### Exercise directions:
The data that follows is to be copied exactly, with each image removed.
┄┄┄┄┄┄┄┄┄┄
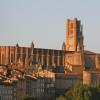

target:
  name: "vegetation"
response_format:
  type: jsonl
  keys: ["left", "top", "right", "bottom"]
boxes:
{"left": 56, "top": 84, "right": 100, "bottom": 100}
{"left": 73, "top": 83, "right": 100, "bottom": 100}
{"left": 20, "top": 96, "right": 37, "bottom": 100}
{"left": 56, "top": 96, "right": 67, "bottom": 100}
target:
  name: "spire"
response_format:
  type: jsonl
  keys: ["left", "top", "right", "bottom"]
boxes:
{"left": 16, "top": 43, "right": 19, "bottom": 47}
{"left": 31, "top": 41, "right": 34, "bottom": 48}
{"left": 77, "top": 42, "right": 80, "bottom": 51}
{"left": 62, "top": 42, "right": 66, "bottom": 50}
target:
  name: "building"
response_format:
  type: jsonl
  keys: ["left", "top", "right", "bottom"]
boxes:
┄┄┄┄┄┄┄┄┄┄
### The answer:
target:
  name: "vegetation"
response_format:
  type: jsonl
  keys: ["left", "top", "right", "bottom"]
boxes:
{"left": 56, "top": 84, "right": 100, "bottom": 100}
{"left": 73, "top": 83, "right": 100, "bottom": 100}
{"left": 20, "top": 96, "right": 37, "bottom": 100}
{"left": 56, "top": 96, "right": 67, "bottom": 100}
target:
  name: "spire"
response_format:
  type: jsonl
  keys: ["left", "top", "right", "bottom"]
boxes:
{"left": 16, "top": 43, "right": 19, "bottom": 47}
{"left": 31, "top": 41, "right": 34, "bottom": 48}
{"left": 77, "top": 42, "right": 80, "bottom": 51}
{"left": 62, "top": 42, "right": 66, "bottom": 50}
target:
  name: "building"
response_format:
  type: jsonl
  keys: ["left", "top", "right", "bottom"]
boxes:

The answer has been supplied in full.